_PROBLEM DETAILS_.
Please substitute "text prompt" for every "phrase" in the listing, from the line with "of the town" through the line with "x=403, y=463", and reproduce only those lines with all else unchanged.

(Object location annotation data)
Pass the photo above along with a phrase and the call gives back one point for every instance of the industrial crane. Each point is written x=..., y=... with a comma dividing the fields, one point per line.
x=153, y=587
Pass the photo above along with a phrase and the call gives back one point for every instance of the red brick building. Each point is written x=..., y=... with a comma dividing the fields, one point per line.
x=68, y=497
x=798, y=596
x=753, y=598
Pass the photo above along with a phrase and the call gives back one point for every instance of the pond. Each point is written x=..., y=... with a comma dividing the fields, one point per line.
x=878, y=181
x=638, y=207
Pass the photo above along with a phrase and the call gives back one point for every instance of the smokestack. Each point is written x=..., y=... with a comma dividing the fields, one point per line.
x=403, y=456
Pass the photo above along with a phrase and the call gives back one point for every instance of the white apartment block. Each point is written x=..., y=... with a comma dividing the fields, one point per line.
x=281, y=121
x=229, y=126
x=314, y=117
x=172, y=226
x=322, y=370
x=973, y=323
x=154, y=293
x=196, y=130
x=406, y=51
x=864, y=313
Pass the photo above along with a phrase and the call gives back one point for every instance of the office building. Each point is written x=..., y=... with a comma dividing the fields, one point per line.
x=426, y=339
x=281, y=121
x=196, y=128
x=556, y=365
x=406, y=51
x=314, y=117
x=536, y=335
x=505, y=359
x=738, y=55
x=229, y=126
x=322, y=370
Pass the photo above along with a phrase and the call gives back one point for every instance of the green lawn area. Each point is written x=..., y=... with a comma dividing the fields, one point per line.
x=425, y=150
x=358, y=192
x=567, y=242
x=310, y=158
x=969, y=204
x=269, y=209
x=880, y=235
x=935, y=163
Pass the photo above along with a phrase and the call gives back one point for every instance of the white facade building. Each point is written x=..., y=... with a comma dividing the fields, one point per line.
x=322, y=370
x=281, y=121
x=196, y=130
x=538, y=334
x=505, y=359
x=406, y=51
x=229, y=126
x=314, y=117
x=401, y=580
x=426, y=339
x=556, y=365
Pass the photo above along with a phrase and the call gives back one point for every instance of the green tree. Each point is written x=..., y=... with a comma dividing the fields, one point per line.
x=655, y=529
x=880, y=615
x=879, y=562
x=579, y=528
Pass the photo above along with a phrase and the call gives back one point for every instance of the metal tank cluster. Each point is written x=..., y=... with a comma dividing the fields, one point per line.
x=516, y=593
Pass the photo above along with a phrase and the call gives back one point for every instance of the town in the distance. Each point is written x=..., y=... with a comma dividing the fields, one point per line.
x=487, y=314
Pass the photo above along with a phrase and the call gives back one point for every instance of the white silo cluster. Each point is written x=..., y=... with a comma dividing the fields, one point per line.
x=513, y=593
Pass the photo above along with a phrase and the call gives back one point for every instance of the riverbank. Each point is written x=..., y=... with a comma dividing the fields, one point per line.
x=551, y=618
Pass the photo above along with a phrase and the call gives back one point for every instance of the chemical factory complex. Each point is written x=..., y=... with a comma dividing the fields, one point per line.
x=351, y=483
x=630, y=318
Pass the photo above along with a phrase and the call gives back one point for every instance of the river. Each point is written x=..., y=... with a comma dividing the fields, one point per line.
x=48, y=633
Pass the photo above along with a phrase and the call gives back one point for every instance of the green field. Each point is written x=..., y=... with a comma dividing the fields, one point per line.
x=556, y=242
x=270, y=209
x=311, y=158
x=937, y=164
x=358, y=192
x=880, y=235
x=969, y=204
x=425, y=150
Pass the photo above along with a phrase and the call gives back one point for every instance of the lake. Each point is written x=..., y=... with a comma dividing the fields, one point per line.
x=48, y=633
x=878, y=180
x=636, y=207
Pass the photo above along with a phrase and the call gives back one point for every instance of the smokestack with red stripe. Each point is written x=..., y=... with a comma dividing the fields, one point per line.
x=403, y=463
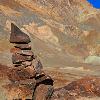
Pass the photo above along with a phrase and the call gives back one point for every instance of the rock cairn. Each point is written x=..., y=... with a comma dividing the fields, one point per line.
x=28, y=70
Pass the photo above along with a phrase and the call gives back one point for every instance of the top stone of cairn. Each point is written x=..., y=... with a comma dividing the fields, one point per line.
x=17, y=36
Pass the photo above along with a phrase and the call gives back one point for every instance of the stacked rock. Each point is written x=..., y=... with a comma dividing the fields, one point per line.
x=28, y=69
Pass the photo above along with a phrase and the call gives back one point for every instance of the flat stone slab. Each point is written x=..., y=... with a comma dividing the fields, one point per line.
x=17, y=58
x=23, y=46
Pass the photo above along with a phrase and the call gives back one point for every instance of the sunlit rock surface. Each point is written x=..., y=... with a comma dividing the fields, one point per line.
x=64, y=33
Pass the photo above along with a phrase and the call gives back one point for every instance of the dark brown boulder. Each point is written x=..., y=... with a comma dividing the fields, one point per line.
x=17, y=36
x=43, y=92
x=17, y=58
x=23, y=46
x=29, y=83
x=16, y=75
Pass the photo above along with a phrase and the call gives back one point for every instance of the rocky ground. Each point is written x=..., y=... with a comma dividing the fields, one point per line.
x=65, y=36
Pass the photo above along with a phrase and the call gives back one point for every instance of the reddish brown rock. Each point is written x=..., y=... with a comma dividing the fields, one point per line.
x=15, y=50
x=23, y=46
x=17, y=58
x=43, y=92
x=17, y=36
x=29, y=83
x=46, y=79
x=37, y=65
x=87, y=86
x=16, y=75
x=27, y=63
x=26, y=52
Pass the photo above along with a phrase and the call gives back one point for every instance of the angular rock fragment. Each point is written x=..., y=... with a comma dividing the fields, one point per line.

_SOLUTION TO THIS EXERCISE_.
Pass the photo above along with a text prompt and the call gives back one point for every instance of the town in the distance. Each point is written x=..., y=... with a comma dividing the fields, one point per line.
x=487, y=314
Pass the photo above along with a text prompt and the call gives back one point for every instance of the white silo cluster. Each point is written x=..., y=... with a comma dividing the fields, one point per line.
x=513, y=593
Pass the photo above along with a text prompt and the call gives back one point for every instance of the riverbank. Each point is written x=..., y=... with a comma dividing the fields, one point per line.
x=551, y=618
Pass the photo above along with a text prompt and the call gives back one point for every instance of the chemical factory complex. Each point is written x=..., y=... with a comma dividing the fields, one point per line.
x=351, y=483
x=630, y=318
Pass the photo above along with a text prompt and the call gives back one point for every instance of the river. Each point is written x=..., y=... with a comma dividing the fields, one point per line.
x=48, y=633
Pass the photo above along with a text prompt and the call gives back one point for every instance of the green field. Each point is written x=..., y=... with a comma dividing the fields, one point per line.
x=556, y=242
x=270, y=209
x=311, y=158
x=937, y=164
x=358, y=192
x=880, y=235
x=969, y=204
x=425, y=150
Pass the photo above along with a text prompt and the call gives back one point for every instance of the lake. Each point is written x=..., y=... with a comma dividing the fields, one point per line.
x=48, y=633
x=878, y=180
x=636, y=207
Pass the photo above along with a text prompt and the call gives back one point for every instance of the smokestack with red stripe. Each point is written x=..., y=... with a comma dividing the fields, one point per line.
x=403, y=463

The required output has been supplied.